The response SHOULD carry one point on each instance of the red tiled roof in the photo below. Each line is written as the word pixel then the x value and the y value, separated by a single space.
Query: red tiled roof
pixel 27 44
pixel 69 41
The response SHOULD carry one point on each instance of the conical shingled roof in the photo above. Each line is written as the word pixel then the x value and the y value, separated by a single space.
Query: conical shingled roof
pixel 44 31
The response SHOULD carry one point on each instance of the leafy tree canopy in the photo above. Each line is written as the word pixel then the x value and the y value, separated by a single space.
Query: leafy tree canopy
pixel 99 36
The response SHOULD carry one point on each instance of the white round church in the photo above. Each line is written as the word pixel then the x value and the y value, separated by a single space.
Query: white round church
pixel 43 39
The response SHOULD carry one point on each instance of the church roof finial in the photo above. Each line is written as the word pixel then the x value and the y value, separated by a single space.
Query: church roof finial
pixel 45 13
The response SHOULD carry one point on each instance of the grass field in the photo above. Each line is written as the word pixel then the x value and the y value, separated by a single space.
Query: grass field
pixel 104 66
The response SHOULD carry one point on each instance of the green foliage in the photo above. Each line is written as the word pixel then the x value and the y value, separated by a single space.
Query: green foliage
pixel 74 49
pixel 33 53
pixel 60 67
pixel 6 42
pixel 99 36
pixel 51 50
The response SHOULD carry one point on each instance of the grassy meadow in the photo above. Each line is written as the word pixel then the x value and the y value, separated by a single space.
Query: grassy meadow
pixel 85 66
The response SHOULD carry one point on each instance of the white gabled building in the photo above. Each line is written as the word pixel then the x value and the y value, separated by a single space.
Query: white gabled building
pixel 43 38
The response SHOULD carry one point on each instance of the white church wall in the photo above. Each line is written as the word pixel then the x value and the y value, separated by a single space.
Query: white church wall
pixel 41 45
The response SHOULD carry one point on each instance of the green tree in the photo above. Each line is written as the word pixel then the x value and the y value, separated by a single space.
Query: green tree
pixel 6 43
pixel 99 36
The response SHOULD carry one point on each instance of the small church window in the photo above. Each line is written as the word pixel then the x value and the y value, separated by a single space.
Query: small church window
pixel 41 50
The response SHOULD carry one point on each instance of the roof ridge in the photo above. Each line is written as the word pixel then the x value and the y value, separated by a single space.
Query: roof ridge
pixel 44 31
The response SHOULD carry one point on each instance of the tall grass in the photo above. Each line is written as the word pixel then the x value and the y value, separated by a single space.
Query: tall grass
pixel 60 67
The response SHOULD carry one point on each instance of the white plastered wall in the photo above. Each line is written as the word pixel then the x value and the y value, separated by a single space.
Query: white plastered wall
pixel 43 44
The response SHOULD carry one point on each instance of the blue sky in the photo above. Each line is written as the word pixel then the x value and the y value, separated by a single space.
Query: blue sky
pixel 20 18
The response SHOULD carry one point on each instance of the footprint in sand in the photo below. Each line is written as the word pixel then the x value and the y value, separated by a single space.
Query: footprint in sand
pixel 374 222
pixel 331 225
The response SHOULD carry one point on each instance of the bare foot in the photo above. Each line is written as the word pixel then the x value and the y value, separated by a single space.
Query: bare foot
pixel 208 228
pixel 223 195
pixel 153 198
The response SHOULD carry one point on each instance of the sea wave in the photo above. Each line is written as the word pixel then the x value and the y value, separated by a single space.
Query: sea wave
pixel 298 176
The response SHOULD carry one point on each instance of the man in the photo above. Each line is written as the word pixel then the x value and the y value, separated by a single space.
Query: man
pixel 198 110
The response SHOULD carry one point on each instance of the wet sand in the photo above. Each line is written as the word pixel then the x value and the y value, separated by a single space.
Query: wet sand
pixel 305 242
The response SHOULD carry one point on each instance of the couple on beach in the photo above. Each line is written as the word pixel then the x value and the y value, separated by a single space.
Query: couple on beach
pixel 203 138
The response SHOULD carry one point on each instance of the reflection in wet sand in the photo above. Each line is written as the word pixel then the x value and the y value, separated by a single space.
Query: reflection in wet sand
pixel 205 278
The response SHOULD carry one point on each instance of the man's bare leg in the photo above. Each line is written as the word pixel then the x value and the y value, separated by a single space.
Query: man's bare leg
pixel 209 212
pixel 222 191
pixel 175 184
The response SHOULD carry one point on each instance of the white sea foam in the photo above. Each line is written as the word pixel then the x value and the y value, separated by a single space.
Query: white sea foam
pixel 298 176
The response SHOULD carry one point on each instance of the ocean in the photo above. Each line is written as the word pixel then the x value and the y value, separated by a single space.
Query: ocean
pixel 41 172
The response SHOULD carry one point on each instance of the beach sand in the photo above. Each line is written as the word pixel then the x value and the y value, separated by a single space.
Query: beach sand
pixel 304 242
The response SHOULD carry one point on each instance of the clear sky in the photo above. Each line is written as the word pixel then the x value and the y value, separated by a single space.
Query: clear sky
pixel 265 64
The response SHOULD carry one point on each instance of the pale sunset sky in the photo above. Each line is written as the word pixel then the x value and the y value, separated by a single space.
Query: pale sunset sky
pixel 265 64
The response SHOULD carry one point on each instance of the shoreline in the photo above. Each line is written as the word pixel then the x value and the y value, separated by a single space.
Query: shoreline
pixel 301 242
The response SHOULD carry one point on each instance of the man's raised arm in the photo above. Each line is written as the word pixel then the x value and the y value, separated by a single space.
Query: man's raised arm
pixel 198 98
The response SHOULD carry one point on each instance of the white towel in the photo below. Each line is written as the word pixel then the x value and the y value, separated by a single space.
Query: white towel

==========

Exercise prompt |
Among the records above, a stretch begins at the line containing "Query: white gabled building" and ends at the line containing "the green tree". Restate that stretch word for word, and nothing else.

Solution for this exercise |
Query: white gabled building
pixel 43 38
The response SHOULD carry one point on each instance of the white church wall in the photo above. Each line is written as the word pixel then the x value and the y value, separated by a single space.
Query: white church wall
pixel 41 45
The response SHOULD carry one point on each instance of the green tree in the photo above. Each line is written as the word pixel then the x value and the y value, separated by a single space.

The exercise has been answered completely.